— start Supplied data —
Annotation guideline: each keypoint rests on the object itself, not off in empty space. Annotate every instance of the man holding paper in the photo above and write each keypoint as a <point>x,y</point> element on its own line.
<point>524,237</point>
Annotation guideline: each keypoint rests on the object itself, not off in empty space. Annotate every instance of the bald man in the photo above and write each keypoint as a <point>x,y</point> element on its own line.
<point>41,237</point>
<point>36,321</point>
— end Supplied data —
— start Supplied data —
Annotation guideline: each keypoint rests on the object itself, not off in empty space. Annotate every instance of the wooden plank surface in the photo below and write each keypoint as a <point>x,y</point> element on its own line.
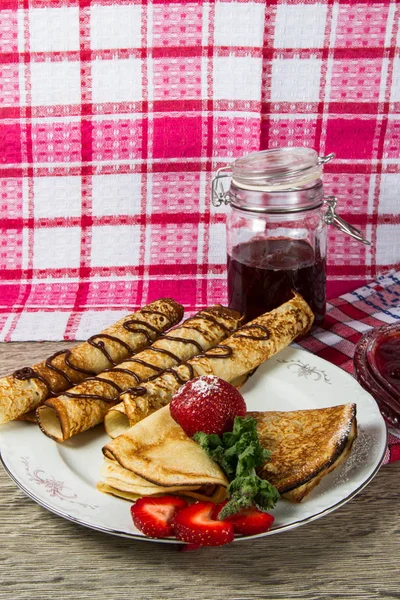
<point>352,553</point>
— end Supplied data —
— start Supplied data —
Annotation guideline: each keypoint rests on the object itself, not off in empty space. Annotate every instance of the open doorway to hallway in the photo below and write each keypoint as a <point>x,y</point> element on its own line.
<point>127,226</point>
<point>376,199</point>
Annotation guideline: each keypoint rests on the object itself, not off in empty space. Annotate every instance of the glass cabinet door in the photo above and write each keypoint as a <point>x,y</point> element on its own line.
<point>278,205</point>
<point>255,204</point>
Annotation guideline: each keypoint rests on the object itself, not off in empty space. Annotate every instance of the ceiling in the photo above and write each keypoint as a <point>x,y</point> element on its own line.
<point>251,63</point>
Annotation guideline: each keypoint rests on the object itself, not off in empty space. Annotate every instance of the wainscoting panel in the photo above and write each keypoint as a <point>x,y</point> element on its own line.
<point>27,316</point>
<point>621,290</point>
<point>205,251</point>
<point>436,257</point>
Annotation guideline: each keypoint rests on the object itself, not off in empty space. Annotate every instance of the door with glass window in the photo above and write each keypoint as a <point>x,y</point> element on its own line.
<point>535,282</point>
— end Supplied data —
__Task description__.
Render the material from the line with "the man holding" through the line with "<point>524,237</point>", both included, as a numbered list, leaving out any blank lines.

__Reply to the exercise__.
1. Annotation guideline: each keypoint rests on the object itself, not off in empty space. Annotate every instance of the man holding paper in the photo above and write each keypoint as a <point>x,y</point> element on its own line.
2. <point>524,237</point>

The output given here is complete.